◆ EXTRAIT FOURNI:
• • • •
Il explique que durant la période donnée, les patients ont beaucoup souffert y compris les médecins. « On a adopté une politique basée sur les recommandations de l’OMS, c’est–à–dire qu’au bout de 15 jours sans signe clinique, on déclare tous ces patients guéris sans avoir le test de contrôle pour les évacuer », renchérit-il.
Pour répondre aux patients qui déclarent qu’ils ont acheté les médicaments de leur poche, il a signalé que cela n’est pas normal, étant donné que la prise en charge des patients testés positifs au coronavirus est gratuite, y compris les médicaments. Et de préciser que : « Il y a parfois des incompréhensions. Si les malades ne sont pas diagnostiqués mais qu’ils arrivent aux urgences pour Covid-19, on ne les prend pas en charge jusqu’à ce qu’ils soient déclarés positifs. Donc, avant d’être déclarés positifs, on leur donne des ordonnances pour qu’ils achètent des médicaments à leurs propres frais. Mais ils doivent apporter des copies scannées de ces ordonnances payées pour bénéficier de remboursement et la prise en charge gratuite au cas où ils seront testés positifs à la Covid-19 ».
Selon le Pr Akory Ag Iknane, le Coordinateur national de la riposte à la Covid-19 au Mali, par ailleurs directeur général de l’Institut National de Santé Publique(INSP), depuis l’apparition de la Covid-19, le Mali est le seul pays en Afrique qui enregistre des décès communautaires (le décès qui survient en dehors des services sanitaires). A l’en croire, c’est aussi le seul pays qui donne le résultat du test PCR dans les 24h. Se félicitant du fait que le Mali a eu la meilleure gestion de la crise de la Covid-19, et ce grâce à cette organisation. Mais après vérification, il se trouve que le Sénégal aussi a la capacité de livrer lesdits résultats dans les mêmes délais.
Parlant de la prise en charge des patients testés positifs, le Pr Ag Iknane dira que le traitement, y compris la prise en charge, est gratuit. Le Coordinateur national en charge de la riposte face à la la Covid-19 se dit étonné des plaintes liées à la non-gratuité de la prise en charge. Quant aux cas de discriminations, il dit ne pas y croire et se demande même comment un médecin peut-il faire cela en temps normal à plus forte raison en temps de pandémie.
• • • •
◆ DONNÉES FOURNIES:
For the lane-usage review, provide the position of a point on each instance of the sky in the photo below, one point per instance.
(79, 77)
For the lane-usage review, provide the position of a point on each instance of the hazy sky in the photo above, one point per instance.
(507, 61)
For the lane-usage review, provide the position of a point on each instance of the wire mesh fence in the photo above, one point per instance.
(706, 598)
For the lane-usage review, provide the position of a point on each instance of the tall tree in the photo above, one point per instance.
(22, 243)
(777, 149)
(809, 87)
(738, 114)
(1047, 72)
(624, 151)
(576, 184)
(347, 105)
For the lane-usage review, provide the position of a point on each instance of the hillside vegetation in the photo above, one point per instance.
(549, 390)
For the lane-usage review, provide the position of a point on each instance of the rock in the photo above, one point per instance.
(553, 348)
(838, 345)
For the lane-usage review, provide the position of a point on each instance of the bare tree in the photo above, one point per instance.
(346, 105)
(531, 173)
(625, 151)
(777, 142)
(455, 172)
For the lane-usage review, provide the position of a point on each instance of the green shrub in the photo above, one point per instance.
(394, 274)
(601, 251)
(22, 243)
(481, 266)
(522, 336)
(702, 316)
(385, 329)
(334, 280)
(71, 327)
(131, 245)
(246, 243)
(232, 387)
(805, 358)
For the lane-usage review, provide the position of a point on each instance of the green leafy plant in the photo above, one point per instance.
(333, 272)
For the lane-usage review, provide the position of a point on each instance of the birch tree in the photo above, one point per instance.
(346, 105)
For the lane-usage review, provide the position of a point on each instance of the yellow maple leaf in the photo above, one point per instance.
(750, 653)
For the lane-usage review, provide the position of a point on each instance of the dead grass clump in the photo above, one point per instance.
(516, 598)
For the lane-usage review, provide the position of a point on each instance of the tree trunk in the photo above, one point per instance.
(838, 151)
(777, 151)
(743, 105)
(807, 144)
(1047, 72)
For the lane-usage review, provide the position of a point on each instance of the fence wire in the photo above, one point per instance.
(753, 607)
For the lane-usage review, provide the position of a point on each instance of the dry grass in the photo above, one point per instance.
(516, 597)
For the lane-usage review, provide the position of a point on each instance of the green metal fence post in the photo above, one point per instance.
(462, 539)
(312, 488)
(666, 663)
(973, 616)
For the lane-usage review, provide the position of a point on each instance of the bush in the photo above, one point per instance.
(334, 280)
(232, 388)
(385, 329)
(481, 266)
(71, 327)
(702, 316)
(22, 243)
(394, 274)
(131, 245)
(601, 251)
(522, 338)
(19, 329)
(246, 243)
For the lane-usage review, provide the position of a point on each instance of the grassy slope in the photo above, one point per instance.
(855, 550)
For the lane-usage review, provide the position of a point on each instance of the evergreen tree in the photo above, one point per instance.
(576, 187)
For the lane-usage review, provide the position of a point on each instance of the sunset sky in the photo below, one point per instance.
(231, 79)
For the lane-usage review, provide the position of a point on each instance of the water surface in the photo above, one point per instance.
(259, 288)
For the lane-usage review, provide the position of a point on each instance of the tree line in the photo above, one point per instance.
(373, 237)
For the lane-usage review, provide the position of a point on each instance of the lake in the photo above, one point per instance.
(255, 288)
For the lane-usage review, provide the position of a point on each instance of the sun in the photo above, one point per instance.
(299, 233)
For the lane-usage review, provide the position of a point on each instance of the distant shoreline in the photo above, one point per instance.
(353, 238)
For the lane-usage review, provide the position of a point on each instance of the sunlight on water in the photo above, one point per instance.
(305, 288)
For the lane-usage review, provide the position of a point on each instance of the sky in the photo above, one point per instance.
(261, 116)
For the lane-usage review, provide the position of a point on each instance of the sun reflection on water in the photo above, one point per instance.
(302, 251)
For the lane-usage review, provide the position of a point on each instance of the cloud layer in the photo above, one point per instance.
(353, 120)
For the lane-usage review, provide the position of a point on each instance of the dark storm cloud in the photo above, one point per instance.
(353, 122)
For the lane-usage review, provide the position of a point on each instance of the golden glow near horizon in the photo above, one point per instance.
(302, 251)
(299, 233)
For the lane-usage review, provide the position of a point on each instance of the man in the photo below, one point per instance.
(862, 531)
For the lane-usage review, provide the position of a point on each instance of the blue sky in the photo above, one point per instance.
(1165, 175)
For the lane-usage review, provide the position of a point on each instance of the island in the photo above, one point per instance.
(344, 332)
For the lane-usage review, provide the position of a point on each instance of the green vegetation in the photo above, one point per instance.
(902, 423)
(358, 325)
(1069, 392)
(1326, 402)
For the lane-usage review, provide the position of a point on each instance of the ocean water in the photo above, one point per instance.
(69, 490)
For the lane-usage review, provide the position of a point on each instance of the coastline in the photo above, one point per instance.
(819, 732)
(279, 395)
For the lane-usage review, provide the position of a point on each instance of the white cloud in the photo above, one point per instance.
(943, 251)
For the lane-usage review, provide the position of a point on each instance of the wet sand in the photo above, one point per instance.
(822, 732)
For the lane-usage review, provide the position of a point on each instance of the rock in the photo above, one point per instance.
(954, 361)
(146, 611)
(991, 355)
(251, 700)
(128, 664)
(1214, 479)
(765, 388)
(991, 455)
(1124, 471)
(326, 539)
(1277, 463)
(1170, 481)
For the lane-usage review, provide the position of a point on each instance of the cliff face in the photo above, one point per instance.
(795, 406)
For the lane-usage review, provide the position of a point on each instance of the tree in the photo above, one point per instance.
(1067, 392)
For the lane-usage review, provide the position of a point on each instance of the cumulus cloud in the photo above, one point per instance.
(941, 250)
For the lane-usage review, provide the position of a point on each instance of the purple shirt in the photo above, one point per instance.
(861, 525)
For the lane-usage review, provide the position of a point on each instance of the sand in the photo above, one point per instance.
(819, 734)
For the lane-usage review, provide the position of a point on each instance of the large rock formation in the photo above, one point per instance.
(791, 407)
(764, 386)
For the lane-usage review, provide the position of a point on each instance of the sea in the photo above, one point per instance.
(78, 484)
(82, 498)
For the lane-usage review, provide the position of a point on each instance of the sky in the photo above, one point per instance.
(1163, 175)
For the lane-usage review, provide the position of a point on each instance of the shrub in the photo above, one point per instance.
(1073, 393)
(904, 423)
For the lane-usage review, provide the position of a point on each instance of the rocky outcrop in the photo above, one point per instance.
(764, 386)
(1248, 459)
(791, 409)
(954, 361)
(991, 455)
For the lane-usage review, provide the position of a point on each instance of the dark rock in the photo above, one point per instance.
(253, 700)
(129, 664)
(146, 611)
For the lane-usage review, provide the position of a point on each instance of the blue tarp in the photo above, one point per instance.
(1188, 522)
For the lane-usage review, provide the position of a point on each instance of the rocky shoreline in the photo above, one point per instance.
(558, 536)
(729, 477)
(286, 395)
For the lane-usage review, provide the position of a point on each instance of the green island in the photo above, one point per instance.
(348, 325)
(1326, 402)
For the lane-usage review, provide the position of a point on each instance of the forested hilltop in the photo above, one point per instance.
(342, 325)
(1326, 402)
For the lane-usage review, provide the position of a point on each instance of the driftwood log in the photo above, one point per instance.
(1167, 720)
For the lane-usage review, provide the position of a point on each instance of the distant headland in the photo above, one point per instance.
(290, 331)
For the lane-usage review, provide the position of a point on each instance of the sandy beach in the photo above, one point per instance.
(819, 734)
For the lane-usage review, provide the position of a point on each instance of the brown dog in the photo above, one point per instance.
• • • •
◆ TRAVAIL DEMANDÉ: Poursuivez, s'il vous plaît, l'extrait sur la prise en charge de la Covid-19 au Mali après sa dernière phrase.

◆ RÉPONSE ATTENDUE:
D’ailleurs nous expliqua-t-il, le personnel soignant est tenu par l’éthique médicale qui ne fait pas de distinction entre les patients. « Le Mali est l’un des rares pays qui est toujours dans la négation de ce qui se fait chez lui, sinon il a la meilleure gestion de la pandémie à coronavirus, l’OMS et tous les partenaires ont reconnu que notre pays possède la meilleure gestion de cette pandémie », a précisé le coordinateur national.
Nous n’avons pas pu trouver un classement de l’OMS plaçant le Mali comme pays ayant le mieux gérer la crise, l’Institut Lowy de Sydney en Australie a fait un travail scientifique de classement dans lequel le premier pays africain qui a mieux géré la pandémie est le Rwanda (7e sur 102 pays classés). Il est suivi du Togo (16e sur les 102 pays) et de la Gambie (28e au classement général). Le Mali n’ayant pas été retenu parmi les 102 pays.
Le Pr Ag Iknane a invité les patients guéris de la Covid-19, qui ont été discriminés pendant la prise en charge dans les centres, à venir se déclarer auprès de lui afin de trouver des solutions et mettre fin à ce comportement de médecins indélicats, s’il y en a eu.
Enquête réalisée par Fatoumata Coulibaly avec l’appui de la CENOZO dans le cadre du projet : Covid-19 Réponse in Africa : Togeter for Reliable Information » financé par la Commission Européenne.